## What is required:
Transcribe the listing below verbatim, omitting pictures.

## Exercise materials:
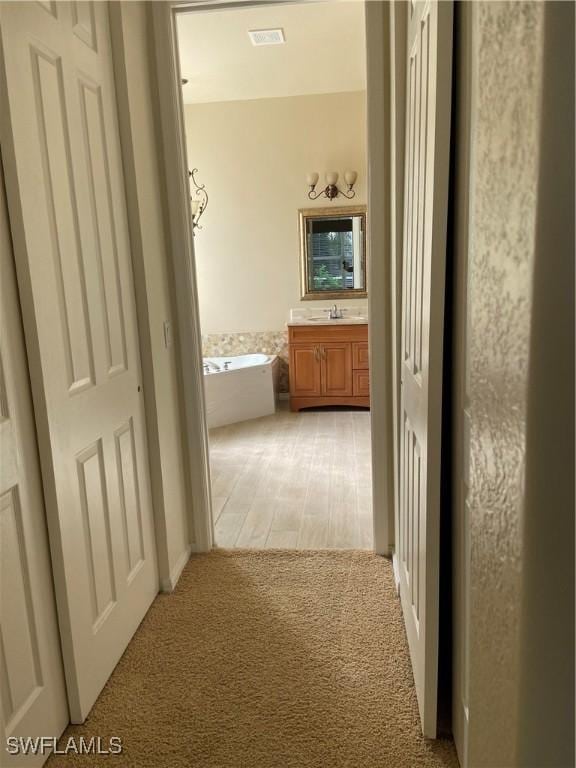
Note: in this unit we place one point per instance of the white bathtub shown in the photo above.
(240, 387)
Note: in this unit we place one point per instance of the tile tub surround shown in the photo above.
(251, 342)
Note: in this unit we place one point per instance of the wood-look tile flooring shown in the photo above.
(293, 480)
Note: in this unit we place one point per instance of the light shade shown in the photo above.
(350, 177)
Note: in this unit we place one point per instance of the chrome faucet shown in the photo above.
(335, 313)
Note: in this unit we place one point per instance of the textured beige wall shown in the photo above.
(508, 40)
(253, 157)
(151, 265)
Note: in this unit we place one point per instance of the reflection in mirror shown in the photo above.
(333, 252)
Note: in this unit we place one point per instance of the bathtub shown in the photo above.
(240, 387)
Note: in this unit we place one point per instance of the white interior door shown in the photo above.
(67, 206)
(32, 691)
(428, 96)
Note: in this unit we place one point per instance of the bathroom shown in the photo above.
(276, 141)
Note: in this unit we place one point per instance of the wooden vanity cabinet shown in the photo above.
(328, 365)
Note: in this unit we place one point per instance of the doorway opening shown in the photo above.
(274, 110)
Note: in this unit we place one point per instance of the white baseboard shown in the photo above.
(396, 569)
(168, 585)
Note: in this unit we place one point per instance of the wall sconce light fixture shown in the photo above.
(198, 200)
(331, 190)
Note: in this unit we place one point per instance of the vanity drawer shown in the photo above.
(360, 359)
(361, 383)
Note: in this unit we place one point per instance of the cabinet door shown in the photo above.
(360, 358)
(336, 359)
(361, 383)
(305, 370)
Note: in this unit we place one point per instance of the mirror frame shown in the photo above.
(329, 212)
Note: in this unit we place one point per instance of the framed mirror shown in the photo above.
(333, 252)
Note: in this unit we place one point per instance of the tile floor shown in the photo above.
(293, 480)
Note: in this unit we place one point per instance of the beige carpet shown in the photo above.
(267, 658)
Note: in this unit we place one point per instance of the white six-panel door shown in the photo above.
(32, 691)
(67, 206)
(428, 95)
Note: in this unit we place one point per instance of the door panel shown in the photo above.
(67, 200)
(305, 370)
(32, 691)
(336, 360)
(424, 256)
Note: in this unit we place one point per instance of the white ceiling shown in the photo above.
(324, 51)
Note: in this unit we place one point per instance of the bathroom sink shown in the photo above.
(325, 319)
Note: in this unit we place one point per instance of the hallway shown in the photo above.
(262, 659)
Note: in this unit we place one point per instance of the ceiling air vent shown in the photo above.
(267, 36)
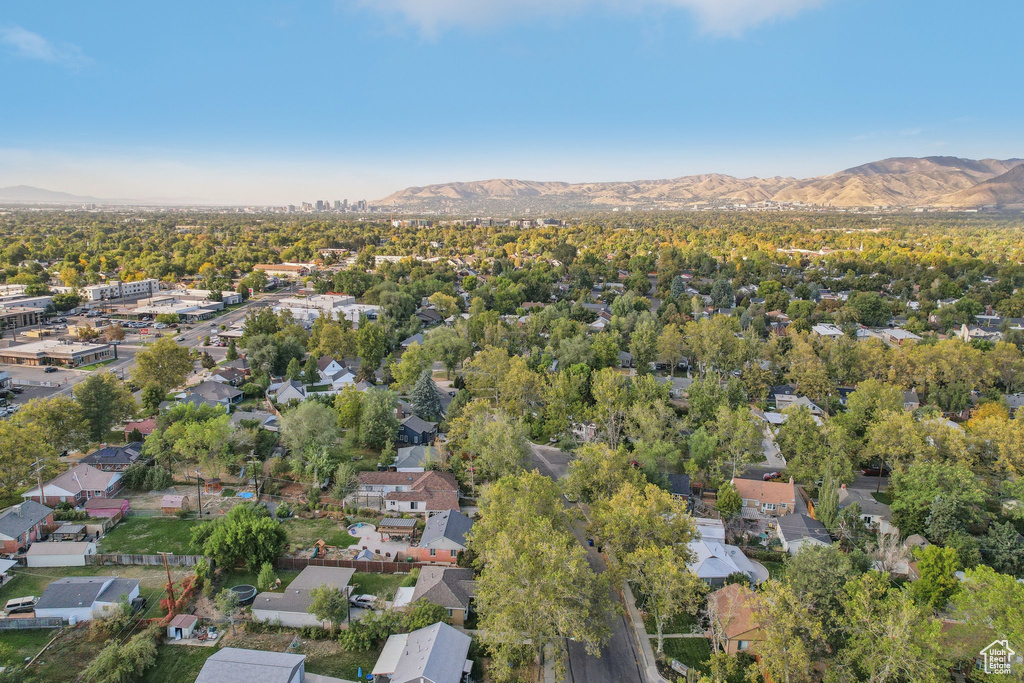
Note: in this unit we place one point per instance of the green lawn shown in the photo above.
(680, 624)
(693, 652)
(35, 581)
(177, 663)
(775, 569)
(147, 536)
(381, 585)
(327, 658)
(304, 532)
(22, 644)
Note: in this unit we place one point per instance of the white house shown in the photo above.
(85, 597)
(291, 607)
(59, 553)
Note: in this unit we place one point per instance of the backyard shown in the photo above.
(304, 532)
(147, 536)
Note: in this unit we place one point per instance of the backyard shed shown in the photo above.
(181, 627)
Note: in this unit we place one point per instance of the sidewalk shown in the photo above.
(650, 668)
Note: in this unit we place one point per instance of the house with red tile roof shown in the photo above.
(412, 492)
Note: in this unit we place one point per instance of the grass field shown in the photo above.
(177, 663)
(693, 652)
(381, 585)
(304, 532)
(147, 536)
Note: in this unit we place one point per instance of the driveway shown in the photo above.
(619, 662)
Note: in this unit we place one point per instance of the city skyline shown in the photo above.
(287, 102)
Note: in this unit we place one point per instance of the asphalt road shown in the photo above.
(619, 660)
(67, 379)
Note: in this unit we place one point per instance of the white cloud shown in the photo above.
(719, 17)
(25, 43)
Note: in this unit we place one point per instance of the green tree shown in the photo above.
(153, 396)
(163, 363)
(104, 401)
(246, 535)
(667, 586)
(938, 581)
(426, 397)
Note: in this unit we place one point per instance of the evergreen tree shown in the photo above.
(426, 398)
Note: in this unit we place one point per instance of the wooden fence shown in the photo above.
(34, 623)
(372, 566)
(144, 560)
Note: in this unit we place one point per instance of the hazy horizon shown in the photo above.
(284, 102)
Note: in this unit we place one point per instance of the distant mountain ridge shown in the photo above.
(901, 181)
(30, 195)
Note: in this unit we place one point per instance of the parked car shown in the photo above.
(365, 601)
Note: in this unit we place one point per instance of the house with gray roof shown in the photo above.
(85, 598)
(451, 588)
(434, 654)
(23, 524)
(443, 538)
(235, 665)
(292, 607)
(798, 530)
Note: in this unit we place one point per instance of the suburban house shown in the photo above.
(59, 553)
(23, 524)
(714, 561)
(417, 430)
(77, 485)
(434, 654)
(115, 458)
(292, 607)
(267, 421)
(412, 492)
(875, 514)
(85, 597)
(231, 376)
(451, 588)
(798, 530)
(772, 499)
(107, 507)
(216, 392)
(443, 538)
(233, 665)
(289, 390)
(335, 374)
(733, 622)
(143, 427)
(415, 458)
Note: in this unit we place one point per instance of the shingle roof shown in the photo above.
(74, 592)
(436, 653)
(450, 524)
(233, 665)
(794, 527)
(17, 519)
(448, 587)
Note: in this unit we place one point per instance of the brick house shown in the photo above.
(23, 524)
(77, 485)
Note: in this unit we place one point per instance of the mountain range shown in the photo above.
(899, 181)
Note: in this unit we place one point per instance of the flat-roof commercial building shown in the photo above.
(55, 352)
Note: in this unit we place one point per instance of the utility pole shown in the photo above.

## Result of this exercise:
Note: in this unit we place one point per instance of the white bathtub shown in the photo above.
(240, 387)
Note: in this unit we place one point per instance of the tile tub surround shown in the photo above.
(251, 342)
Note: in this unit we place one point per instance of the wood-look tile flooring shown in the photo above.
(293, 480)
Note: in this unit we place one point per instance of the light shade shown in the photo above.
(350, 177)
Note: in this unit we place one point per instance of the chrome faucet shown in the photo above.
(335, 313)
Note: in this unit we place one point per instance of the textured beige wall shown in the photo above.
(508, 40)
(253, 157)
(151, 265)
Note: in this unit we place one point per instance of the reflection in mirror shown in the photo above.
(333, 252)
Note: in this unit we place one point per instance of the bathtub shown in the photo above.
(240, 387)
Note: in this unit we place one point per instance of the white interior door shown in the photo above.
(67, 206)
(32, 691)
(428, 96)
Note: in this unit we place one point per instance of the bathroom shown in the photo above.
(276, 141)
Note: in this unit we place one point per instance of the wooden vanity cabinet shown in the photo above.
(328, 365)
Note: in this unit we place one point per instance of the doorway opening shown in the photo above.
(274, 110)
Note: in this unit we place one point per instance of the white baseboard shown in the photo above.
(396, 569)
(168, 585)
Note: in this unit we place one point per instance of the wall sconce light fixture shown in the photo above.
(198, 200)
(331, 190)
Note: in this unit we place one point per instance of the vanity drawer shown in the photo above.
(360, 359)
(361, 383)
Note: in this unit we place one point per instance of the cabinet door shown in the photo above.
(360, 358)
(336, 359)
(361, 383)
(305, 370)
Note: in this unit we place one point per instance of the mirror frame shown in the photo above.
(329, 212)
Note: in this unit we place one point per instance of the framed mirror shown in the photo above.
(333, 252)
Note: in this unit we place one point per instance of the tile floor shown in the photo above.
(293, 480)
Note: in this unit we place one point per instance of the beige carpet shown in the photo above.
(267, 658)
Note: in this unit we place one point per instance of the white six-panel door shown in the photo above.
(32, 691)
(67, 206)
(428, 95)
Note: in this unit we place one point per instance of the door panel shown in the photo above.
(67, 200)
(305, 370)
(32, 691)
(336, 360)
(424, 256)
Note: in this unit we place one point per instance of the white ceiling shown in the photo above.
(324, 51)
Note: in this unit we place one point per instance of the bathroom sink shown in the photo above.
(325, 319)
Note: in this unit we place one point per instance of the hallway shown in the photo above.
(262, 659)
Note: in this unit we place one point per instance of the ceiling air vent shown in the photo above.
(267, 36)
Note: in this unit we place one point per instance of the green lawn shown in the photo above.
(680, 624)
(693, 652)
(35, 581)
(177, 663)
(775, 569)
(147, 536)
(381, 585)
(327, 658)
(304, 532)
(22, 644)
Note: in this unit we place one point per instance of the white house shown in the photo above.
(85, 597)
(291, 607)
(59, 553)
Note: in this unit we place one point per instance of the backyard shown in the photo above.
(304, 532)
(147, 536)
Note: in this unit we place one point per instance of the backyard shed shown in the photo above.
(181, 627)
Note: in this unit we place one point per instance of the sidewalk shown in the photo above.
(650, 668)
Note: in this unit we place one point per instance of the house with red tile roof shown in the photo above.
(412, 492)
Note: in this unit we place one point per instance of the grass field shown in the photo above.
(177, 663)
(693, 652)
(381, 585)
(304, 532)
(147, 536)
Note: in this unit we place one point per instance of the driveway shown in the photo above.
(619, 662)
Note: in this unit we place one point per instance of the city skyline shown in the photo above.
(287, 102)
Note: in this unit we place one point per instance of the asphalt road shown in the photo above.
(619, 660)
(67, 379)
Note: in this unit we place one point per instance of the white cloud shown in the photo above.
(719, 17)
(25, 43)
Note: in this unit we place one point per instance of the green tree shown in the photo above.
(153, 396)
(163, 363)
(104, 401)
(246, 535)
(667, 586)
(938, 581)
(426, 397)
Note: in this unit we place one point per instance of the evergreen tree shown in the photo above.
(426, 398)
Note: in this unit we place one point per instance of the wooden fence shown in the photo above.
(34, 623)
(372, 566)
(144, 560)
Note: in this unit we place one point per instance of the hazy horizon shown in the photo above.
(284, 102)
Note: in this unit we place one point per instance of the distant mountain ridge shown in the photo above.
(901, 181)
(30, 195)
Note: in this unit we place one point per instance of the parked car shown in the photo above.
(365, 601)
Note: in this unit we place one point per instance of the house with gray roof shown in the photo above.
(85, 598)
(451, 588)
(434, 654)
(23, 524)
(443, 538)
(235, 665)
(292, 607)
(798, 530)
Note: in this unit we place one point per instance of the suburban house shown in the photo above.
(59, 553)
(23, 524)
(714, 561)
(417, 430)
(77, 485)
(434, 654)
(115, 458)
(292, 607)
(267, 421)
(412, 492)
(875, 514)
(85, 597)
(231, 376)
(451, 588)
(798, 530)
(772, 499)
(107, 507)
(216, 392)
(443, 538)
(233, 665)
(289, 390)
(335, 374)
(733, 622)
(143, 427)
(415, 458)
Note: in this unit we place one point per instance of the shingle roof shown in the photo above.
(74, 592)
(436, 653)
(450, 524)
(233, 665)
(794, 527)
(17, 519)
(448, 587)
Note: in this unit we place one point per instance of the brick house shown in the photo above.
(23, 524)
(77, 485)
Note: in this unit we place one point per instance of the mountain range shown in the photo above.
(899, 181)
Note: in this unit we place one point per instance of the flat-roof commercial building shown in the photo above.
(55, 352)
Note: in this unit we place one point per instance of the utility pole shown in the photo above.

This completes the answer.